- _Prompt_
Search the data below for the word "coral" and copy each line that holds it.

- _Exercise data_
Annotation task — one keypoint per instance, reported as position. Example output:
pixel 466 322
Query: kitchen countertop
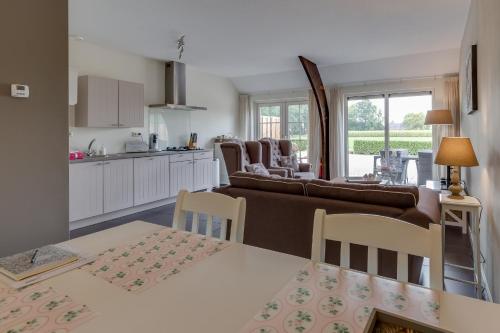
pixel 121 156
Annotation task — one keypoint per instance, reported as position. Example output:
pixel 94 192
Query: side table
pixel 472 206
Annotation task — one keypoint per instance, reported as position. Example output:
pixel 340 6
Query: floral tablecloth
pixel 39 309
pixel 146 262
pixel 329 299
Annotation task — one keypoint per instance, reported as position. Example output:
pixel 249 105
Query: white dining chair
pixel 379 232
pixel 212 205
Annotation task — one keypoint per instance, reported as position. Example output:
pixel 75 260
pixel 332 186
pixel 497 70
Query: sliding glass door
pixel 392 122
pixel 365 132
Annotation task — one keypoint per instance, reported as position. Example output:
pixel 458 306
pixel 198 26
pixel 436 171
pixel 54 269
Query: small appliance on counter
pixel 76 155
pixel 184 148
pixel 154 142
pixel 136 146
pixel 193 141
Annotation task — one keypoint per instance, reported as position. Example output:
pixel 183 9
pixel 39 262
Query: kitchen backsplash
pixel 173 128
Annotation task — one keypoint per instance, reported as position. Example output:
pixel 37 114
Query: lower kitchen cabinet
pixel 118 185
pixel 97 188
pixel 181 176
pixel 151 179
pixel 203 174
pixel 86 183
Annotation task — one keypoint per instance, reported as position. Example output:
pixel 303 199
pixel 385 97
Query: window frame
pixel 386 94
pixel 284 103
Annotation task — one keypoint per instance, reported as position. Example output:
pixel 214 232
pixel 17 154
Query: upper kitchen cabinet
pixel 130 104
pixel 110 103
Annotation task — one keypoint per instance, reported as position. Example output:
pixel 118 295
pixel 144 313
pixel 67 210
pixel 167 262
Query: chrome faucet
pixel 90 151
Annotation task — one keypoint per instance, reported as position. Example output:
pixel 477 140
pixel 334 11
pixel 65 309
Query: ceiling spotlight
pixel 77 38
pixel 180 46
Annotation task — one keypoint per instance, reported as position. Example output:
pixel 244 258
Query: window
pixel 285 120
pixel 392 121
pixel 269 121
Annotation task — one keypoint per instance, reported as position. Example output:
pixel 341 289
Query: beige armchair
pixel 273 150
pixel 238 154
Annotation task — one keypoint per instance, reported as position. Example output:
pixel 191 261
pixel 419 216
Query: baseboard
pixel 486 286
pixel 113 215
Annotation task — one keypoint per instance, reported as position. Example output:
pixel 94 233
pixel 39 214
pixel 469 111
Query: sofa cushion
pixel 267 183
pixel 393 196
pixel 258 169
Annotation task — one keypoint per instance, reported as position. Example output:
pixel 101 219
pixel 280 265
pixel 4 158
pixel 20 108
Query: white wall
pixel 218 94
pixel 483 29
pixel 409 66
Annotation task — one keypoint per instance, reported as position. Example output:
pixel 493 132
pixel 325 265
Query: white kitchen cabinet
pixel 203 174
pixel 118 185
pixel 85 190
pixel 151 179
pixel 181 176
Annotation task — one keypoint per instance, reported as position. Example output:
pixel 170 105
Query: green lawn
pixel 399 138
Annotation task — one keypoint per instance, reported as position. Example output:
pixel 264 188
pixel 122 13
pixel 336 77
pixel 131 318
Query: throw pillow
pixel 289 162
pixel 258 169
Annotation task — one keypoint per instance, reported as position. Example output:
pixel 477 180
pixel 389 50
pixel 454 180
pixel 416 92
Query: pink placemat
pixel 329 299
pixel 39 309
pixel 144 263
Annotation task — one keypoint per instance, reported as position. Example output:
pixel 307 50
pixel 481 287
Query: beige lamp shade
pixel 438 117
pixel 456 151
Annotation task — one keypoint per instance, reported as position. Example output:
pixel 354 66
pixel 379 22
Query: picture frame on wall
pixel 472 101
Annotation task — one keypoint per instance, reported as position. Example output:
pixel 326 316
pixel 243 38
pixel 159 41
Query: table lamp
pixel 456 152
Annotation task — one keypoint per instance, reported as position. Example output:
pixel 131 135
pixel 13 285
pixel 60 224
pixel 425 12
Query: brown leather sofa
pixel 280 214
pixel 273 150
pixel 238 154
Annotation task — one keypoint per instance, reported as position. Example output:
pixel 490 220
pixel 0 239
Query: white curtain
pixel 452 99
pixel 314 149
pixel 246 132
pixel 337 137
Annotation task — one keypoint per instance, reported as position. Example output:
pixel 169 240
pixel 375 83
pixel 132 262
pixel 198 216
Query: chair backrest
pixel 379 232
pixel 212 205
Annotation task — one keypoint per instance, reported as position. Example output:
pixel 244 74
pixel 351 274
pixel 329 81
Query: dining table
pixel 216 295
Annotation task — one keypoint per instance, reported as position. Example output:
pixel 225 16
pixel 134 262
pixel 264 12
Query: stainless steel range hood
pixel 175 89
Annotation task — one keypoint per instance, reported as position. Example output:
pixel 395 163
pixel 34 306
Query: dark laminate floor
pixel 458 248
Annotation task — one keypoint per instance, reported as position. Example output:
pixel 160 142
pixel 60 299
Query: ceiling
pixel 235 38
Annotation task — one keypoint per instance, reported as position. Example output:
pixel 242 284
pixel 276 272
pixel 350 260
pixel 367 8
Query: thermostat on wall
pixel 19 90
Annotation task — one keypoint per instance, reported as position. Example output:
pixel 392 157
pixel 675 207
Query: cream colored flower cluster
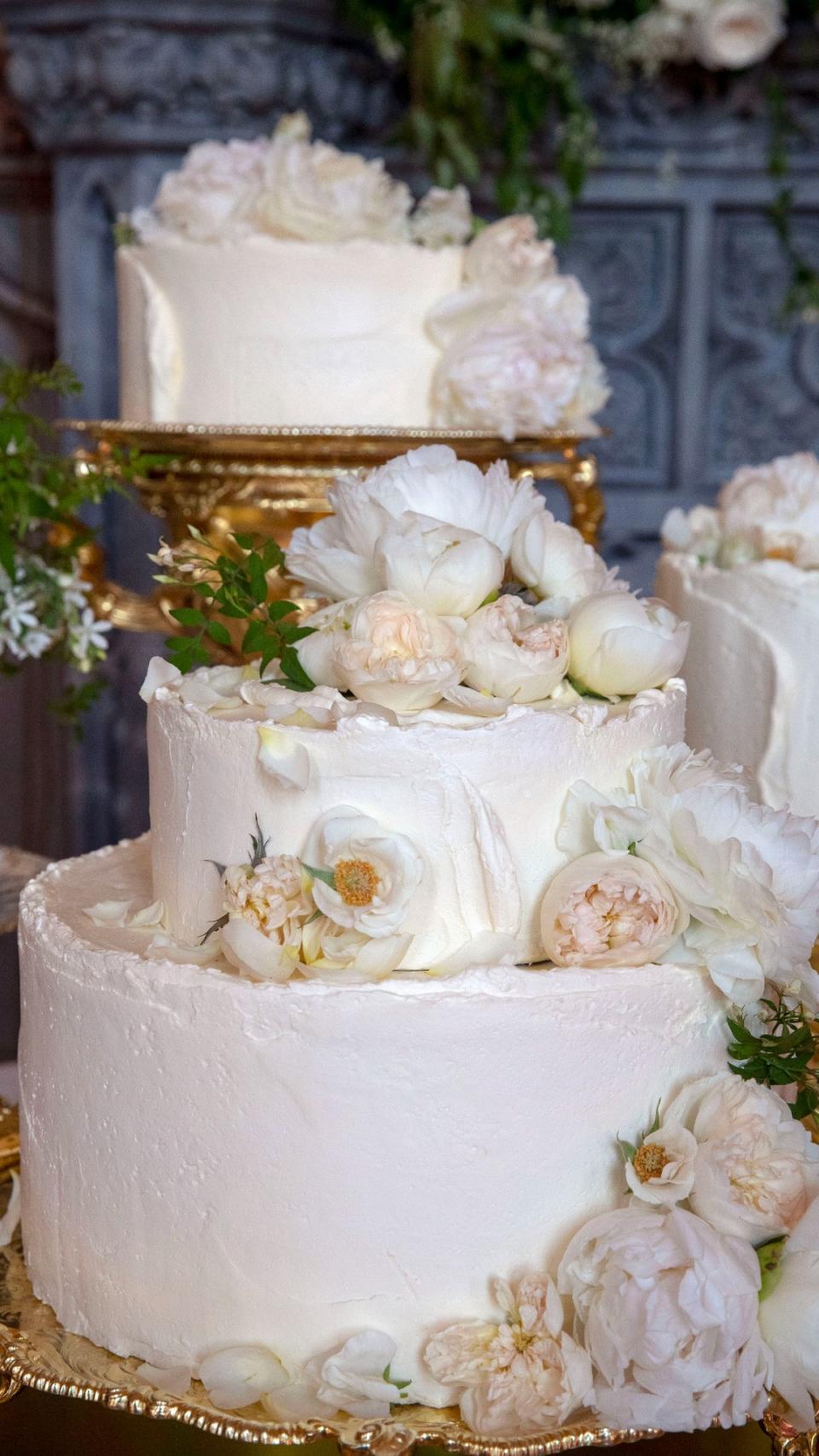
pixel 767 512
pixel 341 910
pixel 455 586
pixel 683 867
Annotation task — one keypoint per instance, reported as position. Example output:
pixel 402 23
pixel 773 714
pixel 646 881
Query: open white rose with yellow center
pixel 755 1168
pixel 267 908
pixel 609 910
pixel 363 877
pixel 666 1309
pixel 520 1375
pixel 397 654
pixel 510 653
pixel 619 644
pixel 444 568
pixel 557 564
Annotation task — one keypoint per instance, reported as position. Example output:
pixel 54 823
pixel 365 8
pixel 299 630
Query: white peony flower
pixel 210 197
pixel 520 1376
pixel 354 1378
pixel 734 34
pixel 364 877
pixel 557 564
pixel 510 653
pixel 312 191
pixel 619 644
pixel 788 1316
pixel 757 1168
pixel 662 1169
pixel 267 906
pixel 442 218
pixel 241 1376
pixel 666 1309
pixel 609 910
pixel 395 654
pixel 442 568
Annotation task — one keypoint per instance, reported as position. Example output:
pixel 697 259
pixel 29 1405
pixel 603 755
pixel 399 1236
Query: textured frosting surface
pixel 292 334
pixel 479 801
pixel 212 1163
pixel 751 670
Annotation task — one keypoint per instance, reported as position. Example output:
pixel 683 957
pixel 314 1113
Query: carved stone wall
pixel 672 243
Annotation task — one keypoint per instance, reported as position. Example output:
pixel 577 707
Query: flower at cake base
pixel 356 1378
pixel 735 34
pixel 241 1376
pixel 510 653
pixel 557 564
pixel 267 908
pixel 755 1168
pixel 609 910
pixel 619 644
pixel 662 1168
pixel 363 877
pixel 666 1309
pixel 334 953
pixel 442 568
pixel 395 654
pixel 788 1316
pixel 519 1376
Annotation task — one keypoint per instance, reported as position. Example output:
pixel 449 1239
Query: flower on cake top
pixel 746 877
pixel 444 578
pixel 520 1375
pixel 763 512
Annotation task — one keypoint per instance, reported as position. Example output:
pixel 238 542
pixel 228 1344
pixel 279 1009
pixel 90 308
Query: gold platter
pixel 35 1351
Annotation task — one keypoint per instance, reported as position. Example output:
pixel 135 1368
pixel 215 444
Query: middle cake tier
pixel 479 798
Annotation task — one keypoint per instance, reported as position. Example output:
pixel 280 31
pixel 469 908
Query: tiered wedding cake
pixel 284 283
pixel 433 912
pixel 745 577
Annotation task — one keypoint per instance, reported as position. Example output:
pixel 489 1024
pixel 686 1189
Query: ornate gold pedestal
pixel 269 481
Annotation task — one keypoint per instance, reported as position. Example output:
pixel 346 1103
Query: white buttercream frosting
pixel 210 1163
pixel 751 669
pixel 479 798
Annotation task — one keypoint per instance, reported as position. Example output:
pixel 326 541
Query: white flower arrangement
pixel 767 512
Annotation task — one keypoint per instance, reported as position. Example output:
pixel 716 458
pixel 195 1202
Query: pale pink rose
pixel 609 910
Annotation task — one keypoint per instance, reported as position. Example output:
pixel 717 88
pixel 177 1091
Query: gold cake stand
pixel 35 1351
pixel 269 481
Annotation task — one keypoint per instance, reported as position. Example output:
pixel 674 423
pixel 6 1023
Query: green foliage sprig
pixel 783 1054
pixel 234 589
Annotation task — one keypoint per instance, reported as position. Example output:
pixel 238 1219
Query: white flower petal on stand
pixel 619 644
pixel 253 951
pixel 241 1375
pixel 283 757
pixel 12 1216
pixel 604 910
pixel 160 675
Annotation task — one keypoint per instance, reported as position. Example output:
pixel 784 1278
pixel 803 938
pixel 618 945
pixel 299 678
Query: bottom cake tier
pixel 212 1163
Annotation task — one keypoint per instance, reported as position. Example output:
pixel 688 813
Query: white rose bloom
pixel 397 654
pixel 788 1316
pixel 619 644
pixel 442 568
pixel 519 1376
pixel 312 191
pixel 510 653
pixel 734 34
pixel 757 1168
pixel 666 1309
pixel 557 564
pixel 609 910
pixel 375 873
pixel 442 218
pixel 267 906
pixel 662 1171
pixel 210 197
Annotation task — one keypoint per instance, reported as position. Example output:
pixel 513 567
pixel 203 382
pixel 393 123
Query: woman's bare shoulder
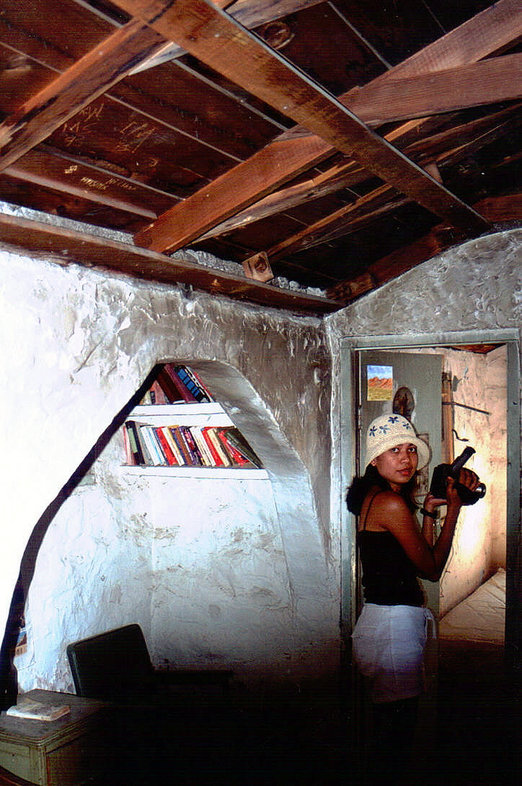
pixel 391 502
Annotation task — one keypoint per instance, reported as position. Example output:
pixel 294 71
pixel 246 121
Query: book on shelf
pixel 176 384
pixel 131 430
pixel 235 437
pixel 192 383
pixel 187 446
pixel 37 710
pixel 165 447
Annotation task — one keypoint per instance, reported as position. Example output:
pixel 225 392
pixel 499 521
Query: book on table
pixel 37 710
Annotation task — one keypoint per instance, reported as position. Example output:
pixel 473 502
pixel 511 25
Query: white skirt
pixel 388 648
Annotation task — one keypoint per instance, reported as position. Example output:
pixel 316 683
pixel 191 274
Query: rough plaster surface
pixel 76 345
pixel 474 287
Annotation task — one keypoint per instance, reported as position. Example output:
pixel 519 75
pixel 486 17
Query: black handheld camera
pixel 442 472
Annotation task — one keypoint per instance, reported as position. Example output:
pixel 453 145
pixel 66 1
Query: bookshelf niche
pixel 178 428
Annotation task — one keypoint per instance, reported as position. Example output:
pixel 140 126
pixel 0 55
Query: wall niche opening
pixel 209 561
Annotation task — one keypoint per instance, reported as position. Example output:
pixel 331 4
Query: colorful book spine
pixel 167 450
pixel 135 446
pixel 173 386
pixel 194 388
pixel 192 446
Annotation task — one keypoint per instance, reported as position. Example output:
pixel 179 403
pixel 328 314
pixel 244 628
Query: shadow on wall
pixel 15 620
pixel 305 561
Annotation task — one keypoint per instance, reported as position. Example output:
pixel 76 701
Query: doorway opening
pixel 475 403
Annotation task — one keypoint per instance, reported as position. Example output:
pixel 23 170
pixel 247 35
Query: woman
pixel 390 634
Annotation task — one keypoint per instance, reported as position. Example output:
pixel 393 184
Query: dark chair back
pixel 10 779
pixel 112 666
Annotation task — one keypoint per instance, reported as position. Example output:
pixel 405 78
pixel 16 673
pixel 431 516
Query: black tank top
pixel 389 576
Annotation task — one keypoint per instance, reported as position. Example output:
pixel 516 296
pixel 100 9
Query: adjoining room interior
pixel 252 193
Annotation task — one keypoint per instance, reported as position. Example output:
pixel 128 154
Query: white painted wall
pixel 250 578
pixel 473 287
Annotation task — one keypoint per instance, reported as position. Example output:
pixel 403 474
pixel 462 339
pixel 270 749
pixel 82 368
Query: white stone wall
pixel 473 287
pixel 251 580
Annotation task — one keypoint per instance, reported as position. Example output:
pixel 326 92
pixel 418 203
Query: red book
pixel 235 455
pixel 173 386
pixel 169 455
pixel 218 461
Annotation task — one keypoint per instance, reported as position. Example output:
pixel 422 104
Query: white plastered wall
pixel 241 573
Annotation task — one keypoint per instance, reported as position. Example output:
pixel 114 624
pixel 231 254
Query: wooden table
pixel 64 752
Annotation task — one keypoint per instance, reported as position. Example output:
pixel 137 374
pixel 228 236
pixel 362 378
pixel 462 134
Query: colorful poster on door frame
pixel 380 383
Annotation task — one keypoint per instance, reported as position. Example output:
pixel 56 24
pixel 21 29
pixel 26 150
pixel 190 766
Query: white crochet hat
pixel 388 431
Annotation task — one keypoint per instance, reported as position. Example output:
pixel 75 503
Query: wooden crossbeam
pixel 440 147
pixel 352 217
pixel 440 238
pixel 249 13
pixel 363 208
pixel 84 81
pixel 485 33
pixel 475 84
pixel 119 55
pixel 217 40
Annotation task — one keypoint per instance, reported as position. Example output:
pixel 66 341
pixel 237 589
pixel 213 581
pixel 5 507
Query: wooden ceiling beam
pixel 119 55
pixel 249 13
pixel 352 217
pixel 217 40
pixel 437 147
pixel 348 218
pixel 332 180
pixel 480 36
pixel 80 84
pixel 476 84
pixel 68 246
pixel 440 238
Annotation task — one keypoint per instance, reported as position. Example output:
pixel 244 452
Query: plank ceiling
pixel 333 144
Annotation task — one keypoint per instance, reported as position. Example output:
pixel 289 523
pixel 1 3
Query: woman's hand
pixel 431 502
pixel 466 478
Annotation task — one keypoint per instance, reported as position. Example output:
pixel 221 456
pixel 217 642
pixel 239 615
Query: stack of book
pixel 187 446
pixel 175 384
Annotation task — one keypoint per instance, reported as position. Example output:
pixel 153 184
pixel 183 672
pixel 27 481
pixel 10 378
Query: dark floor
pixel 308 737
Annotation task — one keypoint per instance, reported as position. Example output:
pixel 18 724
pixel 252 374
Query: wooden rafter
pixel 249 13
pixel 355 215
pixel 440 238
pixel 84 81
pixel 486 82
pixel 119 55
pixel 220 42
pixel 287 157
pixel 441 148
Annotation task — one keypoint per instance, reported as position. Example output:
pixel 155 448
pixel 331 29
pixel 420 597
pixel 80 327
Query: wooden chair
pixel 9 779
pixel 115 666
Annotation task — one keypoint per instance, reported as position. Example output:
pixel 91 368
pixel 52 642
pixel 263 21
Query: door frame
pixel 349 346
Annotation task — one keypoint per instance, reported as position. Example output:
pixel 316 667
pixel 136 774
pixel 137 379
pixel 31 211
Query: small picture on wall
pixel 380 383
pixel 423 475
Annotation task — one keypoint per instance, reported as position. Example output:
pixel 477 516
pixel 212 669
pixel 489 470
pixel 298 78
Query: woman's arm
pixel 391 512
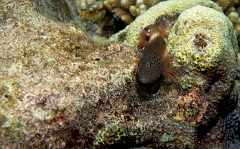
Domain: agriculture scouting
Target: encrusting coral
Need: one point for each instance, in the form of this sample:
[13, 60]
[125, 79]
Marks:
[130, 34]
[232, 10]
[126, 10]
[61, 89]
[90, 9]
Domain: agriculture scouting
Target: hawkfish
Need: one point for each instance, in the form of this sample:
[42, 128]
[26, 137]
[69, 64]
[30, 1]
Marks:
[155, 59]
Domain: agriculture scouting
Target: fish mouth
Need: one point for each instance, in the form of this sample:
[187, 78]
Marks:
[144, 80]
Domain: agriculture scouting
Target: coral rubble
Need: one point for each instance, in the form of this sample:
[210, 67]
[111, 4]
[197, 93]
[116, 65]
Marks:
[126, 10]
[61, 89]
[130, 34]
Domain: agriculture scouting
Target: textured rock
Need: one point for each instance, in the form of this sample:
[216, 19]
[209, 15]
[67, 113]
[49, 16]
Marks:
[130, 34]
[60, 89]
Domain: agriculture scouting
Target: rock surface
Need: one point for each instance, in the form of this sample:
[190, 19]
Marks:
[61, 89]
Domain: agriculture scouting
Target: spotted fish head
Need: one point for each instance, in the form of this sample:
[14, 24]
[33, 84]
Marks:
[151, 64]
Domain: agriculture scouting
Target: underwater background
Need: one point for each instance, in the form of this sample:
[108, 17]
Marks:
[69, 74]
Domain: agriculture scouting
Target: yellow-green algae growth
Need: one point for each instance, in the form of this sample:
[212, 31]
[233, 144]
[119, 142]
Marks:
[204, 46]
[130, 34]
[64, 88]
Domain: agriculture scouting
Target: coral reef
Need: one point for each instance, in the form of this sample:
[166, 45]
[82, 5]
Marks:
[130, 34]
[231, 9]
[90, 9]
[61, 89]
[226, 132]
[192, 106]
[205, 51]
[126, 10]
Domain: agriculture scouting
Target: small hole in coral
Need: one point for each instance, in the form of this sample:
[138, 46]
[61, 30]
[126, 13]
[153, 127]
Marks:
[97, 59]
[6, 95]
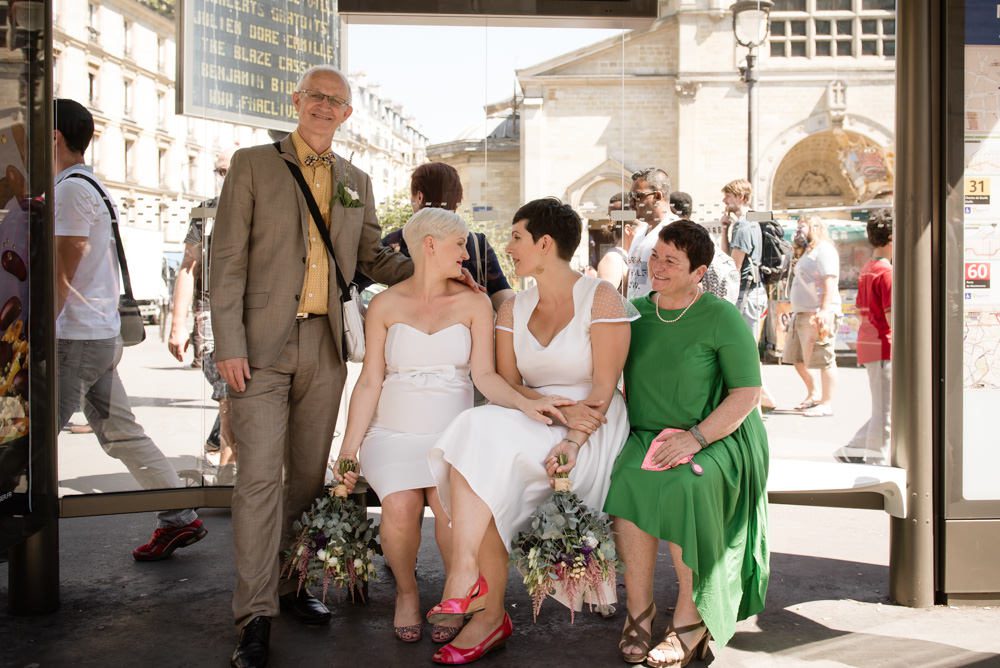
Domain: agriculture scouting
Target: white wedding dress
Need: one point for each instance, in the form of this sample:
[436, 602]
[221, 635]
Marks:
[426, 385]
[501, 451]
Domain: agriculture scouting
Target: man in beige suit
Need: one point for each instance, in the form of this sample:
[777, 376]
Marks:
[277, 319]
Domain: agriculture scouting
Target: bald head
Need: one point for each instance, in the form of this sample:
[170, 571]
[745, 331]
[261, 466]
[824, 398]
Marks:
[323, 71]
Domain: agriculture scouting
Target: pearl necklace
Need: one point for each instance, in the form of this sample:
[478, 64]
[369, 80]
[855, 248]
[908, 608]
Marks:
[656, 303]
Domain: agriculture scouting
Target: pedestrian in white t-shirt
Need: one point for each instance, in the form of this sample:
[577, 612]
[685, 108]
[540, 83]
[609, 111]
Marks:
[88, 326]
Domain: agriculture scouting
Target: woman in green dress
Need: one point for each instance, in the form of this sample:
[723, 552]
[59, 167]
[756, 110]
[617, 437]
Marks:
[693, 367]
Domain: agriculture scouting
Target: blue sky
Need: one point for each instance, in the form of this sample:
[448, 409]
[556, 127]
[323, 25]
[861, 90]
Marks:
[443, 75]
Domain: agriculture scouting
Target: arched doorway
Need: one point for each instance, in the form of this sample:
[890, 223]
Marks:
[830, 169]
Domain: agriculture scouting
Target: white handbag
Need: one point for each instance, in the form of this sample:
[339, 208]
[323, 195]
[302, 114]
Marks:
[354, 324]
[352, 312]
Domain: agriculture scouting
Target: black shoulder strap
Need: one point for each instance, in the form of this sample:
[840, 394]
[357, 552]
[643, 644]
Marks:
[122, 263]
[317, 217]
[345, 294]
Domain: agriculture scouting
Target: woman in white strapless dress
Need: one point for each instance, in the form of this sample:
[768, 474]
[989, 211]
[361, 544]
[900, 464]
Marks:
[422, 338]
[567, 336]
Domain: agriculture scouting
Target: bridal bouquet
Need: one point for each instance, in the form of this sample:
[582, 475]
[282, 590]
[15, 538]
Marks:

- _Task solution_
Target: encrusting coral
Target: coral rubble
Target: coral reef
Target: small hole in coral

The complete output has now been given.